And to be sure, the state of the art in software does regularly improve as well as our shared understanding of what makes software good. Of course, the problem with determining the “goodness” anything is that it must be measured with respect to something, some criteria. And in general, the tenets of Web 2.0, such as they are and as ill-defined as they are, tend to state that software that is open, social, interactive, remixable, hackable, and gets better the more its used, is likely the place to begin.

So, in this vein, I took my own studies of Web 2.0 as well as many raw inputs as I could find and came up with a roughly structured list of how to “think” in terms of Web 2.0 ideas. Let me know what you think and as always add your own in the comments below. Let’s create a really terrific guide for those who are just discovering this fascinating and useful study of the next generation of online software.

Thinking in Web 2.0

1. Before you even begin, understand your goal simply. Whether you are a Web 2.0 application creator or user, clearly conceive your goal. Things like “I’m here to save a bookmark for use later” or “I am going to help people create shared, editable web pages” helps keep you grounded and oriented. So much about the initial attraction of Web 2.0 is its simplicity, with unnecessary complexity deliberately and carefully hidden. From a creation standpoint, think Google’s home page or the spare, clean lines of And from a end-user’s view, the eponymous instaview provided by an initial page load of You can and will add more later but get first things first. Build a feature at a time. Complete a goal at a time.This may sound simplistic but it’ll help stayed focused later, and you’ll see what I mean.
2. The link is the fundamental unit of thought. It’s called the Web for a reason. The link is the foundational element for connecting the entire Web together. Your information, your relationships, your sense of navigability, and even chunks (of chunks) of content are all referenceable by a URL. The implications here are manifest and include but are certainly not limited to:

1. Everything on the Web is linkable with a URI or URL (and if isn’t, it should be!)
2. Saving any link lets you get back to what the link originally referenced, and it lets you share it with anyone, anywhere, at any time.
3. The anytime piece in #2 is crucial and means the link is really a permalink that won’t change or go away without good reason and prior warning.
4. Links should be human readable, consistent, and their purpose self-evident.

Stored rows:
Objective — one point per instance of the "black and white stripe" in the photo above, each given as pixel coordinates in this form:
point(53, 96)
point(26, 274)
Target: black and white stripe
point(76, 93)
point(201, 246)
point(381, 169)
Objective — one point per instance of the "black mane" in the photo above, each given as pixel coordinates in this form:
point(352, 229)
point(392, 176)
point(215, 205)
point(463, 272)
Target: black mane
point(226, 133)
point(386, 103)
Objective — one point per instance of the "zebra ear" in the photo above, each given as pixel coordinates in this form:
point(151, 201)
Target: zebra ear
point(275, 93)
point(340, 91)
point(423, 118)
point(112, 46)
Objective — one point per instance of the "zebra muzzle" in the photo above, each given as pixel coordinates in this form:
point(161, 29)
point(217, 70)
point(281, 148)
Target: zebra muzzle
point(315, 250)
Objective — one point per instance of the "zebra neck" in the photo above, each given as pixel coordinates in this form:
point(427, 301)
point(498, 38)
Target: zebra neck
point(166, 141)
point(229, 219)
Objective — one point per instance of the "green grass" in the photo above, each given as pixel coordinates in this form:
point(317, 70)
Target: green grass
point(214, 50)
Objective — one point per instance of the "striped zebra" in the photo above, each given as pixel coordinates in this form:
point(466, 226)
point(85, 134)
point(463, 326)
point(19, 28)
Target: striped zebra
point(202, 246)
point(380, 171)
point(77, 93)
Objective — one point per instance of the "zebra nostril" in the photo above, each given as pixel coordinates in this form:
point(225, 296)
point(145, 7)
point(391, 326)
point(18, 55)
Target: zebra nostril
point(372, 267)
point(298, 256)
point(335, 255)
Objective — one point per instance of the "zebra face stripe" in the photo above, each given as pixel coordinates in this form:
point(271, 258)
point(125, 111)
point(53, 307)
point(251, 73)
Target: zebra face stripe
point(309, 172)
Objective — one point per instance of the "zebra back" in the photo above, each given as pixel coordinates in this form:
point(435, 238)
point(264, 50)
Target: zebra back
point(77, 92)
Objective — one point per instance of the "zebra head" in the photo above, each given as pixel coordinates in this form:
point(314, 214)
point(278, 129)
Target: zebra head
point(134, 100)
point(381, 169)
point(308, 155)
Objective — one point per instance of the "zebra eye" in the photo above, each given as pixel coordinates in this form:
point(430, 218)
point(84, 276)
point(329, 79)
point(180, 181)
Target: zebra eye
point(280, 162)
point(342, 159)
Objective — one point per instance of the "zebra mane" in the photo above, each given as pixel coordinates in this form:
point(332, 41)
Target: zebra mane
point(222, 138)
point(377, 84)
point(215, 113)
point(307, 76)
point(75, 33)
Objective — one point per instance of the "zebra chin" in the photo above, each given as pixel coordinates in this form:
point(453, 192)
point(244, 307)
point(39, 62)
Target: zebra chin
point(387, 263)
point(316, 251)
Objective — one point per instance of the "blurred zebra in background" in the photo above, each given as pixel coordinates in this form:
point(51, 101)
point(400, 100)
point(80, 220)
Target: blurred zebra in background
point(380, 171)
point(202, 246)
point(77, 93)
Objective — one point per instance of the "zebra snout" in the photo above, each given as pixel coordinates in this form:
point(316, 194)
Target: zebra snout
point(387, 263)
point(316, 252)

Exercises to complete:
**a)** Answer these from the Web 2.0 passage:
(i) What does the passage call the fundamental unit of thought?
(ii) Whose home page is named as an example from a creation standpoint?
(iii) Which three qualities should links have, according to the last numbered point?
**b)** List every single-word adjective that the Web 2.0 passage uses to describe the kind of software its tenets favor.
**c)** Reproduce the Web 2.0 passage from "2. The link" up to and including "at any time.".

Worked solutions:
**a)**
(i) The link.
(ii) Google's.
(iii) They should be human readable, consistent, and have a self-evident purpose.

**b)** open, social, interactive, remixable, hackable

**c)**
2. The link is the fundamental unit of thought. It’s called the Web for a reason. The link is the foundational element for connecting the entire Web together. Your information, your relationships, your sense of navigability, and even chunks (of chunks) of content are all referenceable by a URL. The implications here are manifest and include but are certainly not limited to:

1. Everything on the Web is linkable with a URI or URL (and if isn’t, it should be!)
2. Saving any link lets you get back to what the link originally referenced, and it lets you share it with anyone, anywhere, at any time.